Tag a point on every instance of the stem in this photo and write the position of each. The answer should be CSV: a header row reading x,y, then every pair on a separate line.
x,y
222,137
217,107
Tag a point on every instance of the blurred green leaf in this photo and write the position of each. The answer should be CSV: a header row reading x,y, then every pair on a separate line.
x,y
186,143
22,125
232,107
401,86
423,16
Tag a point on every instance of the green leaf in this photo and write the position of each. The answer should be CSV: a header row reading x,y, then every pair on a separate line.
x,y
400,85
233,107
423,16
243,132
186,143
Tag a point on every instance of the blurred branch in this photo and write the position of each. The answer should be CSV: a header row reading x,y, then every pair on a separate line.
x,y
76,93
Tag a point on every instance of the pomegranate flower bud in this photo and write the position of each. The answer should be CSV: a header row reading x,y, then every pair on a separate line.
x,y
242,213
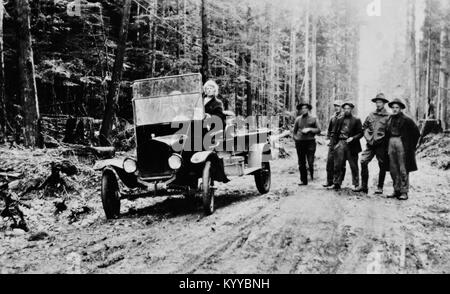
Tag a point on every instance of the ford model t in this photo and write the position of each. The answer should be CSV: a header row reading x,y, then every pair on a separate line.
x,y
171,154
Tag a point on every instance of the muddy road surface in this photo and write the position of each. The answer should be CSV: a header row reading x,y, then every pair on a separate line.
x,y
292,230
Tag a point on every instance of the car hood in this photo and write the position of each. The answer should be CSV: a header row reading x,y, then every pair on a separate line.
x,y
171,140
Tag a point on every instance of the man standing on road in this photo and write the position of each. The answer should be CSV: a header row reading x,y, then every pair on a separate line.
x,y
374,129
330,158
305,130
347,146
403,135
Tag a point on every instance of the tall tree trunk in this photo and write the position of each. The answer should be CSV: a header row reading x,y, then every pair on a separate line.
x,y
306,82
2,79
293,61
314,64
205,48
114,87
28,92
413,57
441,91
428,78
248,59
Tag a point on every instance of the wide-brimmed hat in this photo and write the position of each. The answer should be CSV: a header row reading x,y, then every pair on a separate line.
x,y
380,97
349,103
299,107
399,102
338,103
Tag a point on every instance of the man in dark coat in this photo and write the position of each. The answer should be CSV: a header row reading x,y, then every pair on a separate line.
x,y
374,129
346,139
330,158
403,135
305,130
213,106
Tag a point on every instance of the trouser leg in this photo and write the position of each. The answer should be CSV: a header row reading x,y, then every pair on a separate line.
x,y
404,175
382,158
301,153
353,161
310,155
339,163
394,165
366,158
330,166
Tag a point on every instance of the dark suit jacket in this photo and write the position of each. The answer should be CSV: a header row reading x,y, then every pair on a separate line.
x,y
215,107
410,135
356,133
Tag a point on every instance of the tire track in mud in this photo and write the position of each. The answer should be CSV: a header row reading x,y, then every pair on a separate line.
x,y
233,241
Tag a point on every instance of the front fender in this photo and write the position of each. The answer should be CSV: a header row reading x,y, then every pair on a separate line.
x,y
258,154
116,166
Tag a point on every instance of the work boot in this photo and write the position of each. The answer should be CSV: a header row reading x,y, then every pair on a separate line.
x,y
379,191
403,197
335,187
361,190
327,185
394,195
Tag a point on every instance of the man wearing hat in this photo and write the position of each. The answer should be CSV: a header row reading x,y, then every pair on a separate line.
x,y
346,139
305,130
330,159
374,129
403,135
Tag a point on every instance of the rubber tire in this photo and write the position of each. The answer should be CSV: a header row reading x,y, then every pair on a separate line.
x,y
207,191
263,179
110,195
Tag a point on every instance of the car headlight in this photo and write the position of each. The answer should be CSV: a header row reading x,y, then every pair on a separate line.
x,y
175,161
129,165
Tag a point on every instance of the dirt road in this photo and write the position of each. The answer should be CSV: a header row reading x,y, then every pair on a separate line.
x,y
291,230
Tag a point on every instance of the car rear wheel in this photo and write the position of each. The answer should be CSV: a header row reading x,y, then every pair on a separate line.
x,y
263,179
110,195
208,189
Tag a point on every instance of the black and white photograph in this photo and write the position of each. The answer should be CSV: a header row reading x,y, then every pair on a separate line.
x,y
191,138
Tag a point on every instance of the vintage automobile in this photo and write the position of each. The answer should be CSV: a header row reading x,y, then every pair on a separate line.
x,y
168,114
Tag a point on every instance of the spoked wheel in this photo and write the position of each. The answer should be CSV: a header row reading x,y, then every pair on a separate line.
x,y
263,178
110,195
208,189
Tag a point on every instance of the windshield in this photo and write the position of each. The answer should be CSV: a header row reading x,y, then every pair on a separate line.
x,y
178,108
168,99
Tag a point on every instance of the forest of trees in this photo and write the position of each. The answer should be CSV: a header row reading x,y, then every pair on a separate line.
x,y
81,61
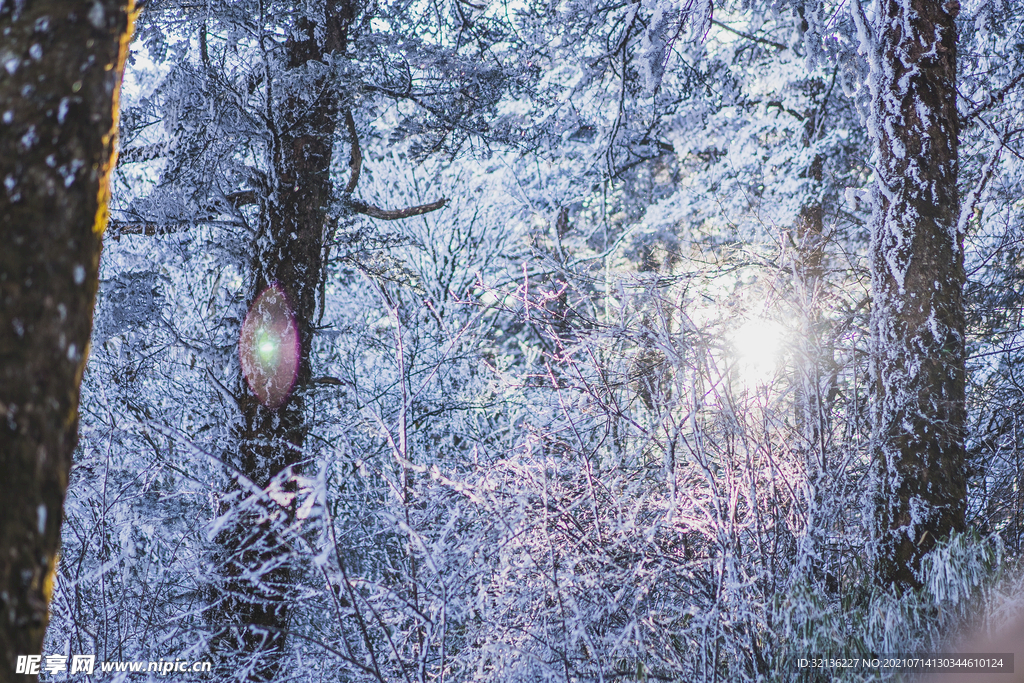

────────

Report each line of the entries that contains the string "blurred", copying every such line in full.

**WRITTEN ANSWER**
Tag a point on every instance of the blurred green leaf in this photo and write the position of each. The answer should be CSV: a header row reading x,y, then every pair on a separate line.
Tag a point on every instance of the blurred branch in this photo and write the position of each. The answer should be CSV: a header row reading x,y, then every pair on a separate line.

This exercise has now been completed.